**Action item:**
Apart from the pictures, reproduce the data below exactly as it stands.

┏━━

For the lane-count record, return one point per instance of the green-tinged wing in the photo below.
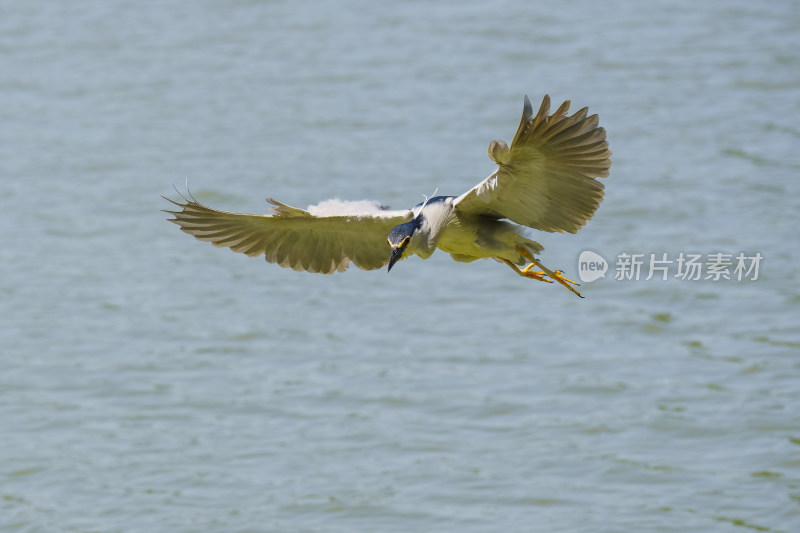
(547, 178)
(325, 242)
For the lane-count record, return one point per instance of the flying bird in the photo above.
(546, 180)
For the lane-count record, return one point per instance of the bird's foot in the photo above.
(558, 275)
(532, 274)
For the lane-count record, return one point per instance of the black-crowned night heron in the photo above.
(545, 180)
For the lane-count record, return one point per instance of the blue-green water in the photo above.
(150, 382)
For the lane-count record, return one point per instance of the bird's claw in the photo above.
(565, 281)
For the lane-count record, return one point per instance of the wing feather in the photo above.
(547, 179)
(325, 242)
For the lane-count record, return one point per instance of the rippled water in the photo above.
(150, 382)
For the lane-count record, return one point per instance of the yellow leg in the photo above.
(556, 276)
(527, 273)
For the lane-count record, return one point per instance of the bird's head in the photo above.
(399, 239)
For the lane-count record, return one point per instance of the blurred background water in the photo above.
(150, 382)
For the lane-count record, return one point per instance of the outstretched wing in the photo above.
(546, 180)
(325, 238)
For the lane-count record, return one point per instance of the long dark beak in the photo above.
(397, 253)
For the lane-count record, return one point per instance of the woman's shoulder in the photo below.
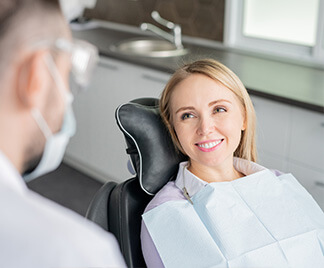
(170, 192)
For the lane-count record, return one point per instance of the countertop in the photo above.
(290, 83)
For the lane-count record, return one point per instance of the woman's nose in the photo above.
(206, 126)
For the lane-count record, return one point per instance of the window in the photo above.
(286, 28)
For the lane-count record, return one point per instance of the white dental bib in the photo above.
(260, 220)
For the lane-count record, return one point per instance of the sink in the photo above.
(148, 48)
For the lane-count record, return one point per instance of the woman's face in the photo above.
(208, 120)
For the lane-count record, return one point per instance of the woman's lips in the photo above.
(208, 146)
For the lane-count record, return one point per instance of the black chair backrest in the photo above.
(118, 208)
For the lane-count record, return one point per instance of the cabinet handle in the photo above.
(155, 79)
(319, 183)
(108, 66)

┗━━

**Expected answer:**
For the lane-count record, return one point per instance of the green-tinged wing in the photo below.
(547, 178)
(325, 242)
For the lane-count record, return one point per instance of the flying bird in the photo above.
(546, 180)
For the lane-count record, return one point per instance of the bird's foot in the photo above.
(558, 275)
(532, 274)
For the lane-count record, return one point per instance of the black-crowned night heron in the photo above.
(545, 180)
For the lane-count record, return one point per instance of the blue-green water in the photo above.
(150, 382)
For the lane-count record, return one point per instance of the bird's claw in the photo above.
(565, 281)
For the lane-count record, return one point per instance of the wing feather in the photo above.
(547, 179)
(325, 242)
For the lane-count record, return one point per instance of the rippled water in the photo above.
(150, 382)
For the lane-count record, return one point per instance of the yellow leg in the photo above.
(556, 276)
(527, 273)
For the lane-count record, return one point per instance of the bird's head in the photo above.
(399, 239)
For the lane-count record, return one point per instance of the blurred background water in the photo above.
(150, 382)
For the lane-count record, return one point per instance of the outstretched wing in the photo above.
(546, 180)
(325, 238)
For the lane-count record, return one point per instance of the long dark beak in the photo above.
(397, 253)
For the lane-count record, return one point per instance of the woman's shoulder in the photo below.
(170, 192)
For the lane-count record, return one point per instance of the countertop in the photo above.
(290, 83)
For the lane-count record, return one point per instance of the woman's nose in the photo above.
(206, 126)
For the lane-count record, return one point per instance of the window in the photo above.
(286, 28)
For the lane-count record, return one point per instance of the white dental bib in the photo above.
(260, 220)
For the lane-count record, return one point per instance of the sink in the photo above.
(148, 48)
For the lane-count record, return one point per instance of the woman's face in the photo above.
(208, 120)
For the lane-count record, return one point per instance of the woman's lips in the photo above.
(208, 146)
For the lane-count record, return one point per instance of the black chair backrest in the photo above.
(118, 208)
For the lane-count record, return one point per instance of the cabinet handle in the photo above.
(155, 79)
(319, 183)
(108, 66)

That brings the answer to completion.